At the moment the non resident parent can chose never to see or help with the children but can use the courts to gain contact. It is not a fair mutual system the child cannot apply to force their father to do half their washing or have them 200 nights a year. Sunny Jim can simply walk away and say won't see you and often can say won't pay.

When many full time working parents who are together spend half their net income on childcare it is a bit strange that a CSA payment might be 15% of a father's income. It does not reflect the cost of that childcare which I suppose is why court orders for parents who both work fulltime and are in the school fees league etc tend to have special provisions in them to reflect that but even if you both worked for £25k a year and spent £25k on childcare to preserve careers until the children were at school rather than shoot the non working parents' career prospects to pieces by staying at home ou still have those massive costs rather than a mere 15%for one child.

--------------------

Task requirements —
1. According to the child support passage, what share of a father's income might a CSA payment be?
2. Write the next few sentences of the child support passage, starting right after its final sentence.

Dataset excerpts —

--------------------

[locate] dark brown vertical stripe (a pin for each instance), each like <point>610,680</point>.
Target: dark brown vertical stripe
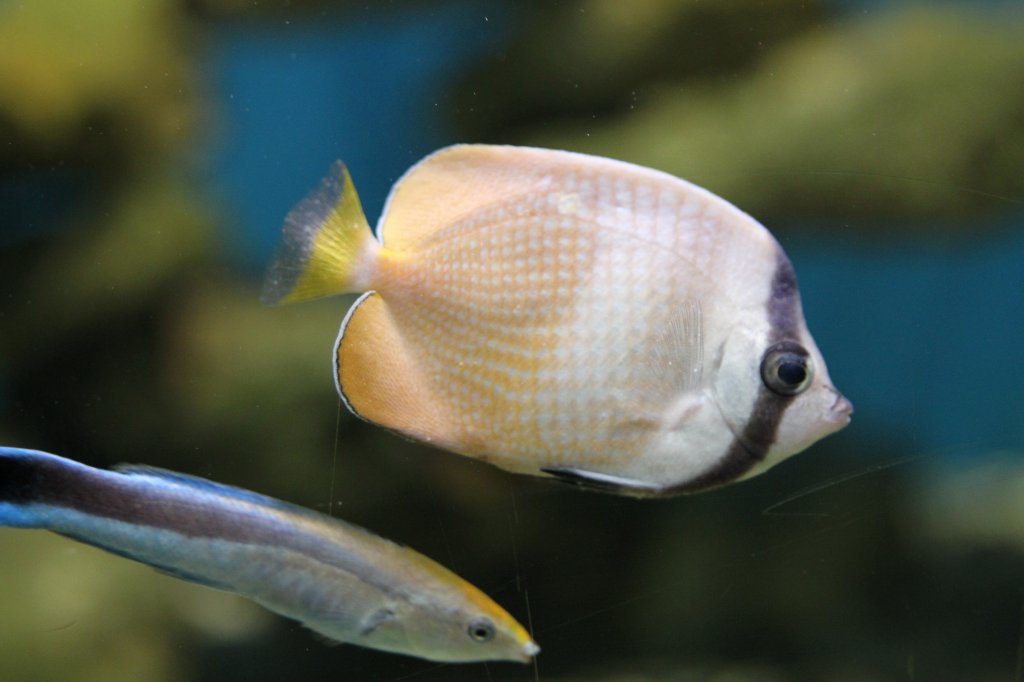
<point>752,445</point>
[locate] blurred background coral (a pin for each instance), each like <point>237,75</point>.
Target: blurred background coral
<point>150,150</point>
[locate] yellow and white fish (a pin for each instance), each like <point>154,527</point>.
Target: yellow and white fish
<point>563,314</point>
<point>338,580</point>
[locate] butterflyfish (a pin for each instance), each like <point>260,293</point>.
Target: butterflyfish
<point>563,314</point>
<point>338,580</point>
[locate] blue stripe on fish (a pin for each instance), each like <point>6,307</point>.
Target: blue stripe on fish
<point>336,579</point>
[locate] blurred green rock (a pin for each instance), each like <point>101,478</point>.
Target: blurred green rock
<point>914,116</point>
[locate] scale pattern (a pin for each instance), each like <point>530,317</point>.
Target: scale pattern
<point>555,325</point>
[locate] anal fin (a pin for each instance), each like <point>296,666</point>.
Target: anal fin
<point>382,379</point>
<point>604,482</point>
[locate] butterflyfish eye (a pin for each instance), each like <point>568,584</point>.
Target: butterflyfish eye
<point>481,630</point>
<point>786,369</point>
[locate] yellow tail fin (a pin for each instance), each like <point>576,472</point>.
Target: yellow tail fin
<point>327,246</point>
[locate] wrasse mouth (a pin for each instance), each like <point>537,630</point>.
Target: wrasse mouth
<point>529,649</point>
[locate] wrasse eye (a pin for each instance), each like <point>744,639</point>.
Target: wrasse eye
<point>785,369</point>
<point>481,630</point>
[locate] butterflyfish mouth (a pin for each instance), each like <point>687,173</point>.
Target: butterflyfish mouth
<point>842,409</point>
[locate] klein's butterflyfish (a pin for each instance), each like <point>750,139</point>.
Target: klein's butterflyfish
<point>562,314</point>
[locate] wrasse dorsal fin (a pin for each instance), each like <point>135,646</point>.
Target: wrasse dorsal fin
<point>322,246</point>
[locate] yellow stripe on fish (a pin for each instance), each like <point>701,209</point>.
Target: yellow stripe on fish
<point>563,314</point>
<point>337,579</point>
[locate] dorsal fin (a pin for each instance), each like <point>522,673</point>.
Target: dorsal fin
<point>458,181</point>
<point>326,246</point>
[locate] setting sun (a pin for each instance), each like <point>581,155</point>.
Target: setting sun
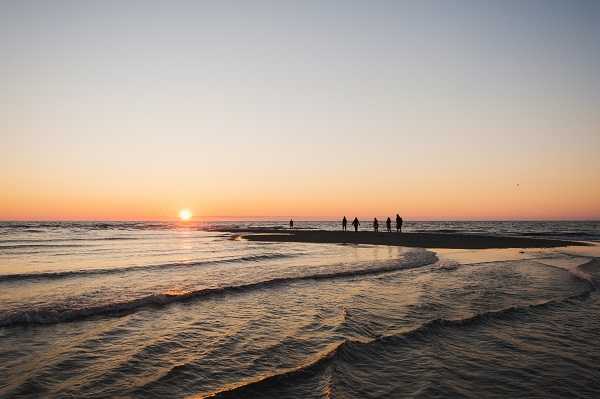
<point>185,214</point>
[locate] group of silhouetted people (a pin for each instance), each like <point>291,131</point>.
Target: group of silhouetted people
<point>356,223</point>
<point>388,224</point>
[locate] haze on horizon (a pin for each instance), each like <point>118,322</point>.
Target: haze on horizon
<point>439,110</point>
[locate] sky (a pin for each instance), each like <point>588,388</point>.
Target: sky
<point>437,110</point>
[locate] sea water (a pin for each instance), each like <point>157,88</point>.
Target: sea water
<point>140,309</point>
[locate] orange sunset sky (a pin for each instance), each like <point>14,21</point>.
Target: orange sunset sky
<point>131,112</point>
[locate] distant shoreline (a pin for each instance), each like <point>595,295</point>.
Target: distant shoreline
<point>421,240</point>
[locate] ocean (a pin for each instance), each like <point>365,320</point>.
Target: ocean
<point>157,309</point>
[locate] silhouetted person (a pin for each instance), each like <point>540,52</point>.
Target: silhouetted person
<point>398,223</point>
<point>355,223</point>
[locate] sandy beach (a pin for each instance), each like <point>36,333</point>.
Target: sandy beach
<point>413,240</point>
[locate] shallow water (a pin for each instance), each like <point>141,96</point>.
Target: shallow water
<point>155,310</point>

--------------------

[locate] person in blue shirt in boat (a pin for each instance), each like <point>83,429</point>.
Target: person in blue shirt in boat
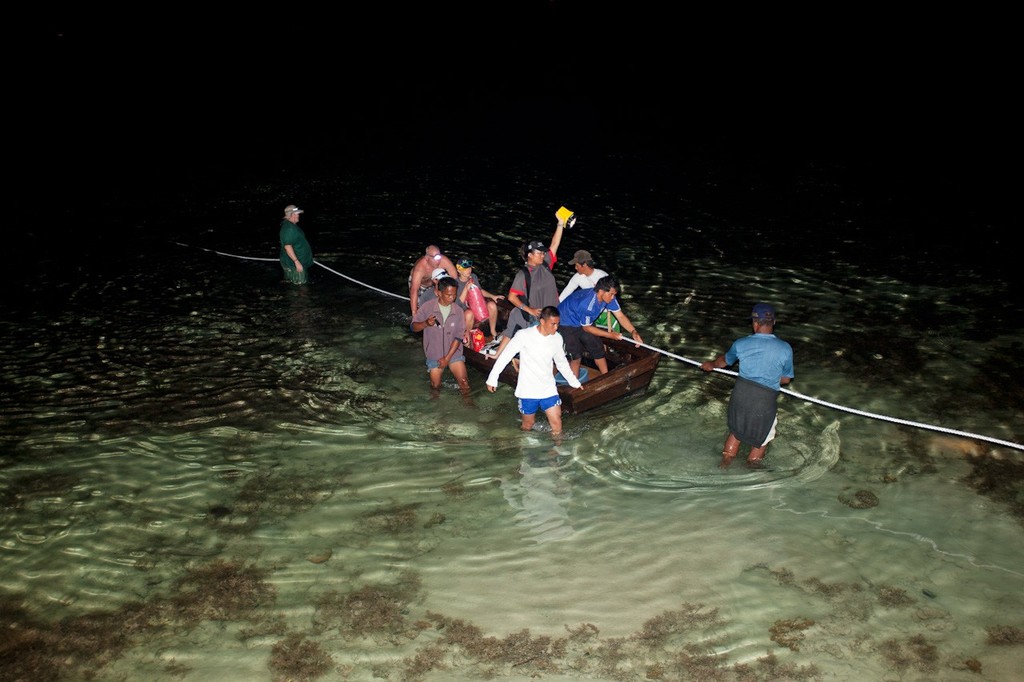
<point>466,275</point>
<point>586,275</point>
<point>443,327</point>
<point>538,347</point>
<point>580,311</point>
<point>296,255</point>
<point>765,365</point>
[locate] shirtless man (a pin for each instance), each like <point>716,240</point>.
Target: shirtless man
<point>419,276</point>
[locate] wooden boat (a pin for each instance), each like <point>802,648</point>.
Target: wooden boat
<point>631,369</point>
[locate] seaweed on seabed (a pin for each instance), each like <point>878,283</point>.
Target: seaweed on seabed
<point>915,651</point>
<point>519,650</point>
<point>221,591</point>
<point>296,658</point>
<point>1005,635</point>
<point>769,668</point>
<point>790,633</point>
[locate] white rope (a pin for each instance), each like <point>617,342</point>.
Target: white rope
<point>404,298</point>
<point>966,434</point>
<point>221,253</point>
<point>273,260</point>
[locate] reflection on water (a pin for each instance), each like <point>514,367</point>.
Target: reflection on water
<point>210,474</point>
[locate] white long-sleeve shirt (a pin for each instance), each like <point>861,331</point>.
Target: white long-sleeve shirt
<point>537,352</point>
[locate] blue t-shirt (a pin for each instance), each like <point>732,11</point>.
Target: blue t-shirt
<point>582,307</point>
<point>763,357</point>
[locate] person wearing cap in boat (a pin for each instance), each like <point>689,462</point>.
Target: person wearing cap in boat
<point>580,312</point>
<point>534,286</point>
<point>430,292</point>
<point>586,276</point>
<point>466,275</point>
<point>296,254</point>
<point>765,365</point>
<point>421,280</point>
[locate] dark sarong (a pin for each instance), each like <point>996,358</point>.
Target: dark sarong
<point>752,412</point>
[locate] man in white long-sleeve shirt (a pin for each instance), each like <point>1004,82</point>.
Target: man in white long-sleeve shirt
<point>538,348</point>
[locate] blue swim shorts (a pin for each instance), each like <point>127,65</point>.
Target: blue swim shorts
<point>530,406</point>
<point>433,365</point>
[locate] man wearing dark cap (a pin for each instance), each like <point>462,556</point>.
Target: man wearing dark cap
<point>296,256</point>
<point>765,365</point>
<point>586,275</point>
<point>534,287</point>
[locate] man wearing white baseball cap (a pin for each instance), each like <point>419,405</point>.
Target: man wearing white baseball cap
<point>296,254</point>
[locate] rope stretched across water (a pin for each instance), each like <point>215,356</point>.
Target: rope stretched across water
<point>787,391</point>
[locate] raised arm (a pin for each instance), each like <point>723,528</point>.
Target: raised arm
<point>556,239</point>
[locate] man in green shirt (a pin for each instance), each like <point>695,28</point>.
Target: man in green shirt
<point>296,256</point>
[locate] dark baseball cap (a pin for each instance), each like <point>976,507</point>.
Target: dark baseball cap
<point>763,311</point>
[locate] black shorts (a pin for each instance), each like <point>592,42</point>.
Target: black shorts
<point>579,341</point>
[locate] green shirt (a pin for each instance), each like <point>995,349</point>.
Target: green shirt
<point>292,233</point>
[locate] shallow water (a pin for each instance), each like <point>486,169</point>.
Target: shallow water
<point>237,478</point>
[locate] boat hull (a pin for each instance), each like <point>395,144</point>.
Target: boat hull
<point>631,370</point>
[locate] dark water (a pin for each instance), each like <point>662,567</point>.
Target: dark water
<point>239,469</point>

--------------------

Answers to the tasks —
1. A CSA payment might be 15% of a father's income.

2.
allnewtaketwo Thu 13-Dec-12 12:04:06

It us my experience that most often, women are the ones who WANT to give up work, reduce their hours and work part time after having children. Of course yes it sometimes comes down to economics. But I know so many professionally qualified women - doctors, lawyers etc., many earning more than their partners, yet they choose to quit their job or work part time child friendly hours because they WANT to. Of course a lit if women aren't in this position financially, but I do think it is interesting that women claim they HAVE to be the ones to reduce hours etc, yet when a position to choose they still do exactly that.

And how many pwcs actually WANT an NRP to do 50 50 care. Not many I'd say

SantaIAmSoFuckingRock Thu 13-Dec-12 13:05:57

i do allnew.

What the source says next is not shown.